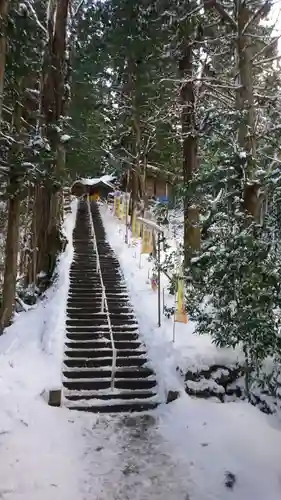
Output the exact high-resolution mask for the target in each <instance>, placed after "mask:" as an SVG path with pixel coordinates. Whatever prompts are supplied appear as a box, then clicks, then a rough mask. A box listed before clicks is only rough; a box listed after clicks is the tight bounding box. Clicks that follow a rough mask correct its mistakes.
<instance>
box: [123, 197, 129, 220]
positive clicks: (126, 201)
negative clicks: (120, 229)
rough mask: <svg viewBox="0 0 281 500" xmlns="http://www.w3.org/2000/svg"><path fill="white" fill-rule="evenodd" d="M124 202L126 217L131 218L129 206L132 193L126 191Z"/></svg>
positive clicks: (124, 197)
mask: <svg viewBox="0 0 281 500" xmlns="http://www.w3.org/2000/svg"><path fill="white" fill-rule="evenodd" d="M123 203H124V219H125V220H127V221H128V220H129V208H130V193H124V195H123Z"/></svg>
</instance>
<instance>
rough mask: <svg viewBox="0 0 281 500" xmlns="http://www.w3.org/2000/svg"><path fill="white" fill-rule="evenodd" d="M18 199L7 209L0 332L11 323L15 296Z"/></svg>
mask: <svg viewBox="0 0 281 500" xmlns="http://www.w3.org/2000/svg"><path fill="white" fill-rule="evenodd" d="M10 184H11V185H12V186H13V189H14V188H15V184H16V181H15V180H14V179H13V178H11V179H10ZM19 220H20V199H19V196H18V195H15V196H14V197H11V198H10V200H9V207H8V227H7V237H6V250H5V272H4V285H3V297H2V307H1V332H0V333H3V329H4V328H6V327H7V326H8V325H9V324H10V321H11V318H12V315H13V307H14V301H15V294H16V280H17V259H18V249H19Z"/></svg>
※ ※ ※
**Problem statement**
Could you retype each line of the material above exactly, skipping the pictures?

**Answer to the problem**
Output the exact high-resolution mask for the target in each <instance>, placed after "mask:" as an SVG path with pixel coordinates. Whatever prompts are supplied appear as a box, then clicks, then a rough mask. A box listed before clicks is only rough; a box listed after clicks is the tight bounding box. Clicks that follow a rough mask correct its mistakes.
<instance>
box: [123, 197, 129, 220]
positive clicks: (126, 201)
negative clicks: (120, 229)
rough mask: <svg viewBox="0 0 281 500" xmlns="http://www.w3.org/2000/svg"><path fill="white" fill-rule="evenodd" d="M124 202L126 217L131 218L129 206L132 193L126 191Z"/></svg>
positive clicks: (124, 197)
mask: <svg viewBox="0 0 281 500" xmlns="http://www.w3.org/2000/svg"><path fill="white" fill-rule="evenodd" d="M123 203H124V219H125V220H127V221H128V220H129V208H130V193H124V195H123Z"/></svg>
</instance>
<instance>
rough mask: <svg viewBox="0 0 281 500" xmlns="http://www.w3.org/2000/svg"><path fill="white" fill-rule="evenodd" d="M18 199L7 209L0 332L11 323L15 296Z"/></svg>
mask: <svg viewBox="0 0 281 500" xmlns="http://www.w3.org/2000/svg"><path fill="white" fill-rule="evenodd" d="M10 184H11V185H12V186H13V189H14V188H15V184H16V181H15V180H14V179H13V178H11V179H10ZM19 220H20V199H19V196H18V195H15V196H14V197H11V198H10V200H9V207H8V227H7V237H6V250H5V272H4V285H3V297H2V307H1V332H0V333H3V329H4V328H6V327H7V326H8V325H9V324H10V321H11V318H12V315H13V307H14V301H15V294H16V280H17V259H18V249H19Z"/></svg>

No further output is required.